Recorded information:
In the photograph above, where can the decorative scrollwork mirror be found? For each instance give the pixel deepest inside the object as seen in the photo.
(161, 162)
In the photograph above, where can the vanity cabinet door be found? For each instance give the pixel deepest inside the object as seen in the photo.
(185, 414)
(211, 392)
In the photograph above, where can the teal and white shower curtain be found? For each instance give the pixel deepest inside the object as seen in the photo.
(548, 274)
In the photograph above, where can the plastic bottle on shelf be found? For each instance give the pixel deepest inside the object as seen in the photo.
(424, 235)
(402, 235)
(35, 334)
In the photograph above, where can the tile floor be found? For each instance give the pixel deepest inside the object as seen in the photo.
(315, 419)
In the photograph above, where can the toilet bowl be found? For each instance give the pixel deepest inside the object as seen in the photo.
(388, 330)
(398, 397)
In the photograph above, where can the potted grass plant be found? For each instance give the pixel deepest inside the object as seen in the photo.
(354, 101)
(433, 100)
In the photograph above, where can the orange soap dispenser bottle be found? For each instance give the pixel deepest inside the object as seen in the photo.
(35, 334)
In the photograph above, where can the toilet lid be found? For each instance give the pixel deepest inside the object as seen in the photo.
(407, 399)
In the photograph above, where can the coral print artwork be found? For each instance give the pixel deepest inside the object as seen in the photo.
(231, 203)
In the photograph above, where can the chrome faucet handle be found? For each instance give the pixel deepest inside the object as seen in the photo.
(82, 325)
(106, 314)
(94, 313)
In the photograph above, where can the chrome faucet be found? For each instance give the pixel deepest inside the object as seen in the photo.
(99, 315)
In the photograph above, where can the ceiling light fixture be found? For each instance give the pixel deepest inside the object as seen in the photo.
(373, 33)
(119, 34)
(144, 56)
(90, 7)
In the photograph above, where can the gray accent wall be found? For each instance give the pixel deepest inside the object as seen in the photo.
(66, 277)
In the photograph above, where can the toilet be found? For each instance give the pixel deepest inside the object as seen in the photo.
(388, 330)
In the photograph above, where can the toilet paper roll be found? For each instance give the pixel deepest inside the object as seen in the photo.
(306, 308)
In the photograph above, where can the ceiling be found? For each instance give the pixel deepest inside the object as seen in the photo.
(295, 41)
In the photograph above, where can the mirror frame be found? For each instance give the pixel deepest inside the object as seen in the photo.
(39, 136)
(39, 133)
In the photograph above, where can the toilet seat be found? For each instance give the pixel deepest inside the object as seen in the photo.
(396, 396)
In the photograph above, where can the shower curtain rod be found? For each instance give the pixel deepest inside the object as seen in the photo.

What to produce:
Give back exactly the lines from the line holding "In the photograph above, where can the coral" through the last line of the listing, including both.

Problem solution:
In the photograph above, where can the coral print artwork be found? For each instance give the pixel deepest inside the object as seen in the photo.
(231, 203)
In the photograph above, where can the chrome faucet handle be found? For each instance give the pixel deepest inside the object as seen in the photo.
(82, 325)
(106, 314)
(94, 313)
In the photograph above, where can the chrome faucet be found? For each instance give the pixel deepest inside the object as seen in the photo.
(99, 315)
In the photograph above, where can the ceiling light fixture be found? For each instance give the pixel deepest inside the object as seen in the photo.
(373, 33)
(119, 34)
(144, 56)
(90, 7)
In the photograph above, where can the gray accent wall be found? For each instance give the pixel deepest inside the object as seen in the photo.
(66, 277)
In the photograph above, where can the toilet be found? For each instance give the pixel deepest inside the object as seen in the photo.
(388, 330)
In the photograph above, where can the toilet paper roll be found? For each instance give the pixel deepest inside the object as seen in the photo.
(306, 308)
In the photograph above, where can the ceiling be found? For each instance give the pixel deepest inside the object as seen in the photo.
(295, 41)
In the photograph above, where can the mirror frame be found? For each instance give the pixel deepest inside the object as seen in the photo.
(39, 136)
(39, 133)
In the photograph above, where can the toilet seat be found? For each instance give the pixel deepest inside the object as seen in the photo.
(396, 396)
In the photograph above, where can the shower curtain rod be found? For each instance give the pixel deepest inside the object as seen in the photo.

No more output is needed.